◆ Work to do:
Transcribe the entries below verbatim from their first line through the line containing "[0,34,500,720]", including both of those lines.

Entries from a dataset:
━━━━━━
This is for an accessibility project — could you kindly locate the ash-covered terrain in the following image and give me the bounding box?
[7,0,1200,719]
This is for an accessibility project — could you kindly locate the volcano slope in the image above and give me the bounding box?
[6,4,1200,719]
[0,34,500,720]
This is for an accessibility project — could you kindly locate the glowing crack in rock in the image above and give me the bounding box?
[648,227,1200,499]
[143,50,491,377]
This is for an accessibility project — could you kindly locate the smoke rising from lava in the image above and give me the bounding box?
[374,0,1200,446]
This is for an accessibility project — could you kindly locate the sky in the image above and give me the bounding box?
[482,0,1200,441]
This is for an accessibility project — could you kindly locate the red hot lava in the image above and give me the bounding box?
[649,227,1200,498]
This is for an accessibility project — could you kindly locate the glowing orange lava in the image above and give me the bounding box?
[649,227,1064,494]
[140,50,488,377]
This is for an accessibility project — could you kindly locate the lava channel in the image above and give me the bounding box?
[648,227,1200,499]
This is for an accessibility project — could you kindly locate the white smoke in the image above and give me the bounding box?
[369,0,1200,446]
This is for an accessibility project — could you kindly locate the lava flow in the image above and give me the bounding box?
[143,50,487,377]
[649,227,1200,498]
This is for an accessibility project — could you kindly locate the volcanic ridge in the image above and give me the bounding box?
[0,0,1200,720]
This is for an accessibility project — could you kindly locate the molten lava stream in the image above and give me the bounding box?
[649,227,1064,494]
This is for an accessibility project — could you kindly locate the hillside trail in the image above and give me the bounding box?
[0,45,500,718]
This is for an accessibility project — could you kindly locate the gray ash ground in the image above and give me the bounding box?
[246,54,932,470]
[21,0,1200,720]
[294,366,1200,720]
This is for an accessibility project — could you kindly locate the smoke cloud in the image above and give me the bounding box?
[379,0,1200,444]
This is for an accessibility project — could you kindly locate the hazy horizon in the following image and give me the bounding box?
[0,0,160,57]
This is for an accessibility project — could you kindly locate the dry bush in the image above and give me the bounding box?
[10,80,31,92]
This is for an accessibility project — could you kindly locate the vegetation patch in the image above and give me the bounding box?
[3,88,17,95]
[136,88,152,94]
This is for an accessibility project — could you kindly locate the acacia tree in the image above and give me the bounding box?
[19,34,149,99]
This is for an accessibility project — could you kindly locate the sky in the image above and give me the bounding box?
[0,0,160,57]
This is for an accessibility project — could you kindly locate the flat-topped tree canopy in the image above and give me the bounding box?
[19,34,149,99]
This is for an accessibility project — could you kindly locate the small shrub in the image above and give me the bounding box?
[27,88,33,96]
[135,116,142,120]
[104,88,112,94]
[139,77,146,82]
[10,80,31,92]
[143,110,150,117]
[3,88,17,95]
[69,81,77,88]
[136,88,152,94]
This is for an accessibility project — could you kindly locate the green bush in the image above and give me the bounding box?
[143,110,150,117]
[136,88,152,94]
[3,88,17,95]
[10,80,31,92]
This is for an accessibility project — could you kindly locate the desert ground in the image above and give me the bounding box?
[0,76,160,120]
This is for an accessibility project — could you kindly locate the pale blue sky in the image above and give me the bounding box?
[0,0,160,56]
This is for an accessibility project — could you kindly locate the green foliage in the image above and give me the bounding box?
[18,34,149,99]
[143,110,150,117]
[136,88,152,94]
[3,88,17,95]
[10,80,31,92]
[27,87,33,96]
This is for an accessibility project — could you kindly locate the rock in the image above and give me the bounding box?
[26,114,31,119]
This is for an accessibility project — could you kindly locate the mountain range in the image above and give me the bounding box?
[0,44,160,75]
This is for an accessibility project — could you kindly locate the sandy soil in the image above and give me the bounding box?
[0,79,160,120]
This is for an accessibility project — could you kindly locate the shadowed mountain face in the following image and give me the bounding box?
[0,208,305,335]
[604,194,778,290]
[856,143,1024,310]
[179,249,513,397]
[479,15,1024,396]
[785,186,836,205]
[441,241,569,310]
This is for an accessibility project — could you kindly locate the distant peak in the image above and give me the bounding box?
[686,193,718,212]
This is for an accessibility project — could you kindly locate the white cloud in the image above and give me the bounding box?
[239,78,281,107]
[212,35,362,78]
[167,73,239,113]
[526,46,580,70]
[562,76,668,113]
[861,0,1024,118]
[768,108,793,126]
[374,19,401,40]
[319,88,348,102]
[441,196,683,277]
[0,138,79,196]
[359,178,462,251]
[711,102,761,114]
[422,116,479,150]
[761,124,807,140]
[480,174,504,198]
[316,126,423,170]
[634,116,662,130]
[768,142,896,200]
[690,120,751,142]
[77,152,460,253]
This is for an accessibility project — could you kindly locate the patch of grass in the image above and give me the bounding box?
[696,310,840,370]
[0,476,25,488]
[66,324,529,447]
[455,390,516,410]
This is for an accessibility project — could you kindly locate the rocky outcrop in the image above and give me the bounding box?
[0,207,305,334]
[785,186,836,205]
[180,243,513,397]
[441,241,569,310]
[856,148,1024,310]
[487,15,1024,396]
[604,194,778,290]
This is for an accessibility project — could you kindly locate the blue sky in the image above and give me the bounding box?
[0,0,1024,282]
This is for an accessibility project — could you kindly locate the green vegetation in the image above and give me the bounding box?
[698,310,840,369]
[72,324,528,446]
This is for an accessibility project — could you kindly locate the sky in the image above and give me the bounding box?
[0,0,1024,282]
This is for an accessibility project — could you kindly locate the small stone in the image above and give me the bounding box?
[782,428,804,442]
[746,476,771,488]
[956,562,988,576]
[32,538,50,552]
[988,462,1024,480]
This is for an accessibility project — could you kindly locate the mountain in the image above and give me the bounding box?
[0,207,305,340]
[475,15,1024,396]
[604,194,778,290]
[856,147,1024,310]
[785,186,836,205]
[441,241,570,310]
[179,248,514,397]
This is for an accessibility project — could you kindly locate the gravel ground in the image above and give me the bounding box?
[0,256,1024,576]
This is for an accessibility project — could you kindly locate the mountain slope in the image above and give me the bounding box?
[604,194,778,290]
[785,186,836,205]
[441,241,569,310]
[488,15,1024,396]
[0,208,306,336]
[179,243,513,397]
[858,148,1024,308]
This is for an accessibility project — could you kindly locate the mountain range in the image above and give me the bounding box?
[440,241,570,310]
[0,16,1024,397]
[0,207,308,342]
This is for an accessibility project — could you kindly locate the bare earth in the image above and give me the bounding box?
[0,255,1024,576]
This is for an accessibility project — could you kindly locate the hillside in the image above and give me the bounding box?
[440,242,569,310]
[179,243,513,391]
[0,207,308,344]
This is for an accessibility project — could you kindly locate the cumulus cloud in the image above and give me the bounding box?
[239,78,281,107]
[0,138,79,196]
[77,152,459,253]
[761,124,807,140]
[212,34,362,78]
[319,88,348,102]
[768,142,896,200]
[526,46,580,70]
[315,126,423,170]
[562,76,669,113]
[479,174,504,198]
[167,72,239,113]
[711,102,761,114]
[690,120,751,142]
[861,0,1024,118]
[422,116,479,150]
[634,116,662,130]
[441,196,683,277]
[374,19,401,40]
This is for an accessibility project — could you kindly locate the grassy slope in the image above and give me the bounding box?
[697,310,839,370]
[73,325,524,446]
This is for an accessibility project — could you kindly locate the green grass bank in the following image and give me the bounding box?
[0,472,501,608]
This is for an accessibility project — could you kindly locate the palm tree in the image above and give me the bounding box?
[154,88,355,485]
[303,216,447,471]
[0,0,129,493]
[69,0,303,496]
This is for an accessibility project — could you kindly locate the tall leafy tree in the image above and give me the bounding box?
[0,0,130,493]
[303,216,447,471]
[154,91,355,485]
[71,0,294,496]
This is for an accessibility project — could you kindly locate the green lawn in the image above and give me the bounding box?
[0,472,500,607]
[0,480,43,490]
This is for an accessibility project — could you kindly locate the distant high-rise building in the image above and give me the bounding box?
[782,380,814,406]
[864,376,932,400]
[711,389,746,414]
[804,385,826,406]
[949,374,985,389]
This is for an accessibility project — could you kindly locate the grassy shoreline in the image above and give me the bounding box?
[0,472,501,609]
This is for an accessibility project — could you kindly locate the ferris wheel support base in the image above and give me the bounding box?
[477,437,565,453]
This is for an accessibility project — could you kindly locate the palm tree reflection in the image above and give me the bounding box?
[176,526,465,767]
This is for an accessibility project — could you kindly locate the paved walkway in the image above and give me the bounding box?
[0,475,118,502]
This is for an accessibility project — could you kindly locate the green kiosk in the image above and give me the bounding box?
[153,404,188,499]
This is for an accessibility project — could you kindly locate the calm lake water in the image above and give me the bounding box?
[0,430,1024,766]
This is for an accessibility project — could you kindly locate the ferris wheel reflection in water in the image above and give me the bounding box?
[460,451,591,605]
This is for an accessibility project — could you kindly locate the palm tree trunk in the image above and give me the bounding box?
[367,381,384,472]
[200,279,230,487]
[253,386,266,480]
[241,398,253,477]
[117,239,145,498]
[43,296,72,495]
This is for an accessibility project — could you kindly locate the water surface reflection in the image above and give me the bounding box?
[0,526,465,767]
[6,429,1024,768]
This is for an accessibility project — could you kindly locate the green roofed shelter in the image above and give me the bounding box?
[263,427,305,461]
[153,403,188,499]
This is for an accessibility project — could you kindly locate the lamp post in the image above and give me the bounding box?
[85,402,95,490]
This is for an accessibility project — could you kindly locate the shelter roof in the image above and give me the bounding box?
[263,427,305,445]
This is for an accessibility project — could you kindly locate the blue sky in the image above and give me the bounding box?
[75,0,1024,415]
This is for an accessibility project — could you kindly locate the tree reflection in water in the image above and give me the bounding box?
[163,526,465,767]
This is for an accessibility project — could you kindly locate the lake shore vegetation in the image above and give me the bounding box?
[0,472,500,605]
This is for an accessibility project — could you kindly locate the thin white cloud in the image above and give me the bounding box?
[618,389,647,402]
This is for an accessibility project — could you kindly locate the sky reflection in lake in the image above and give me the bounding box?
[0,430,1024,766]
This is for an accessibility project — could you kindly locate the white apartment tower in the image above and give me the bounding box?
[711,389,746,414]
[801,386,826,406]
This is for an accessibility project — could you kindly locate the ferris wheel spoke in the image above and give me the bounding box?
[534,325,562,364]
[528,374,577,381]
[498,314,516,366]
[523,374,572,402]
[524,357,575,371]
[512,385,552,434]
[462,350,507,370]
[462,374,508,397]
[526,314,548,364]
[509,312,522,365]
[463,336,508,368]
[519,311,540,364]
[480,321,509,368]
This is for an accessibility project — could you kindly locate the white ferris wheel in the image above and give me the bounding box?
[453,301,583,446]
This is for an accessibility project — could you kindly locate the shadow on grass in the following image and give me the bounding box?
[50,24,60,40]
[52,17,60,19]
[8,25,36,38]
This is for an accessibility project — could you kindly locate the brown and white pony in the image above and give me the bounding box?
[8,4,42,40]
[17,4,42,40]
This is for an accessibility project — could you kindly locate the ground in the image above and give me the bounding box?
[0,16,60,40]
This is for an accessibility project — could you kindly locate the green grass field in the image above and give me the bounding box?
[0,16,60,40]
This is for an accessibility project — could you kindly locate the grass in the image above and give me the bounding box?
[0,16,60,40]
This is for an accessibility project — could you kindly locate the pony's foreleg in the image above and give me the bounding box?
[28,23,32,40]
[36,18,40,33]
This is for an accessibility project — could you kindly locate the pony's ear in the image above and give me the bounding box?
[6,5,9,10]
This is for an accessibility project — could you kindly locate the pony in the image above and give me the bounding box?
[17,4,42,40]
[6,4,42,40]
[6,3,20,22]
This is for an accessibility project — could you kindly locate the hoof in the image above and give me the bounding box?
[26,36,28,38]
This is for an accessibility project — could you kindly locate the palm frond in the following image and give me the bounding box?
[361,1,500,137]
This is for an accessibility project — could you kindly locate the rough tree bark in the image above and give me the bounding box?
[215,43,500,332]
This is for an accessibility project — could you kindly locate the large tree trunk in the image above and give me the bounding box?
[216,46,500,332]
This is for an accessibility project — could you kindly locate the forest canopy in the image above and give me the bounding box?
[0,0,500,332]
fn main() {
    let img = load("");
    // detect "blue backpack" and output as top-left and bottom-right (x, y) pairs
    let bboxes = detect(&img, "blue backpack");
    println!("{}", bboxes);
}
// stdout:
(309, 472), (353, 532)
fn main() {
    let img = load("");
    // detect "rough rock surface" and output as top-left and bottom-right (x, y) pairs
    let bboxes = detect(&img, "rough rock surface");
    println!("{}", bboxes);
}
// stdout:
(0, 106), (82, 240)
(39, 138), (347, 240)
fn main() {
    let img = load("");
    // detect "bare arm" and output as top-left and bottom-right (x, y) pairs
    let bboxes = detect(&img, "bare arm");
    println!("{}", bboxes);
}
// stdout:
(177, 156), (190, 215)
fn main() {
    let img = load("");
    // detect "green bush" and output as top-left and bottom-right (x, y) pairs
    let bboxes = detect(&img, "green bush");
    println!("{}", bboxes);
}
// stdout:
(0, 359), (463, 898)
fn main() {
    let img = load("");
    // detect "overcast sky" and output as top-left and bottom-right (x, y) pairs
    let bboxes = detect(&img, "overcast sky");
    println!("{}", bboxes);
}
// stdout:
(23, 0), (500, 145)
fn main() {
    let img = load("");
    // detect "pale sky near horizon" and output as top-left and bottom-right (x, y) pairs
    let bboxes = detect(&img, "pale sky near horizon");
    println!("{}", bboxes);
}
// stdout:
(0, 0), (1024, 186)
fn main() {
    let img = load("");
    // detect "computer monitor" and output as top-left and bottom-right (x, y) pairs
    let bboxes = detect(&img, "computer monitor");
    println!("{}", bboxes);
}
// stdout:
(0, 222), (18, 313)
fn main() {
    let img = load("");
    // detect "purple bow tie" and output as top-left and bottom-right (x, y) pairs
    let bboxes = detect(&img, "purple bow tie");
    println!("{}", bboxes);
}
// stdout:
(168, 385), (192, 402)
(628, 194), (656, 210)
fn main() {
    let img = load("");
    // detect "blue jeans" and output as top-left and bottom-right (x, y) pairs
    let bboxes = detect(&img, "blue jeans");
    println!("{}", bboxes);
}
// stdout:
━━━━━━
◆ Result:
This is for an accessibility project — could you kindly locate the ash-covered terrain in the following image and give me the bounding box?
[7,0,1200,719]
This is for an accessibility project — could you kindly locate the volcano slope in the image above and give me the bounding box?
[6,4,1200,719]
[0,34,500,720]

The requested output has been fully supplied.